* [What is expected]:
Reproduce the following rows verbatim, omitting the pictures from your output.

--- Provided records ---

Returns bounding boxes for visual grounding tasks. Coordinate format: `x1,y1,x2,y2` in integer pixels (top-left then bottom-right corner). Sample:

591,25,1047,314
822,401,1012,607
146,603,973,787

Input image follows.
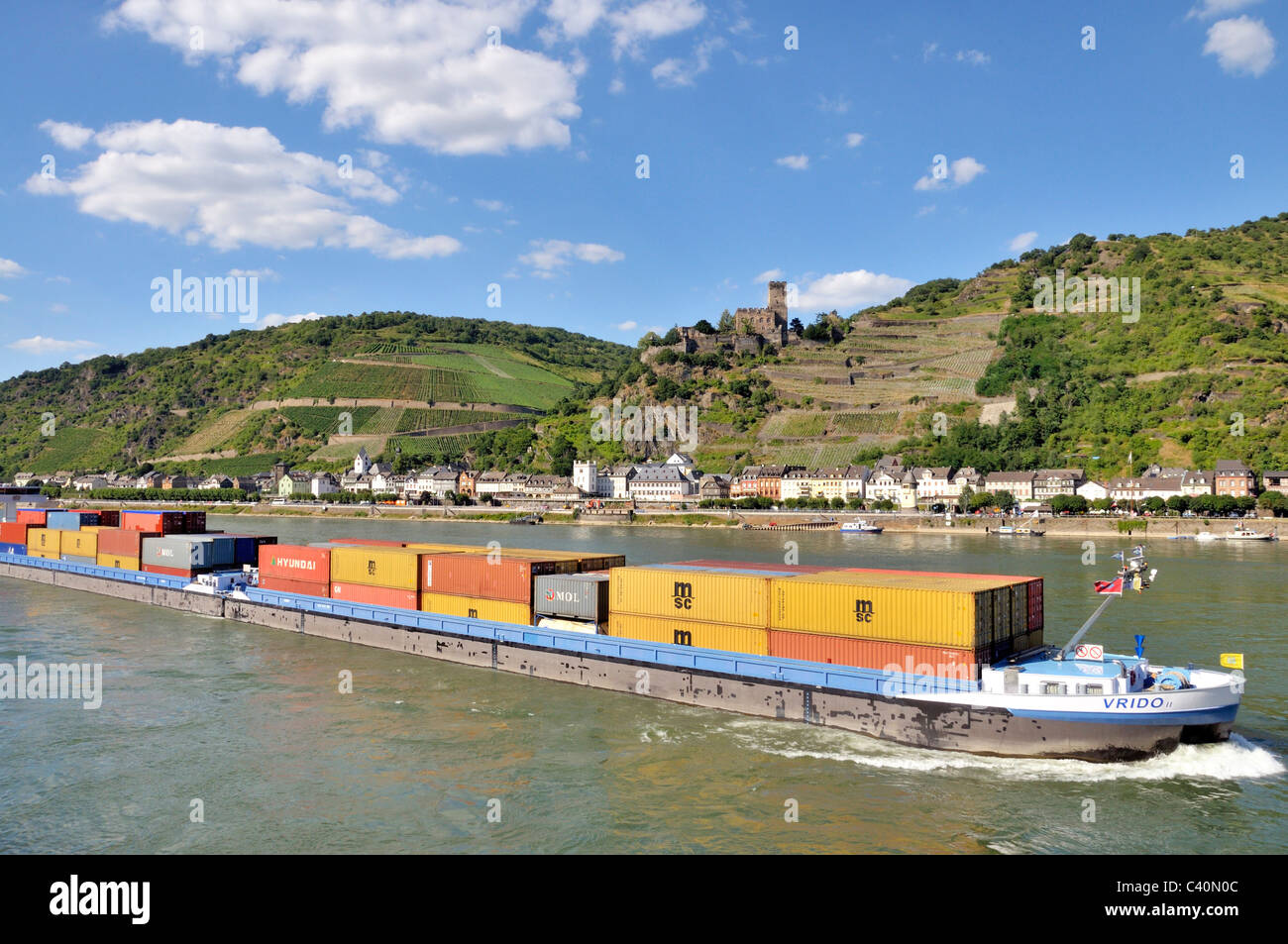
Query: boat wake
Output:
729,718,1288,783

---

* [Expected answer]:
Returns bounding boxes for visual grounding tasks. Coordinate format: `x1,y1,x2,y2` in integer pixels (top-left then bottom-right corner). Sample:

591,25,1047,314
822,401,1012,607
146,603,973,787

Input image follows.
Query: boat wake
Output:
729,718,1288,783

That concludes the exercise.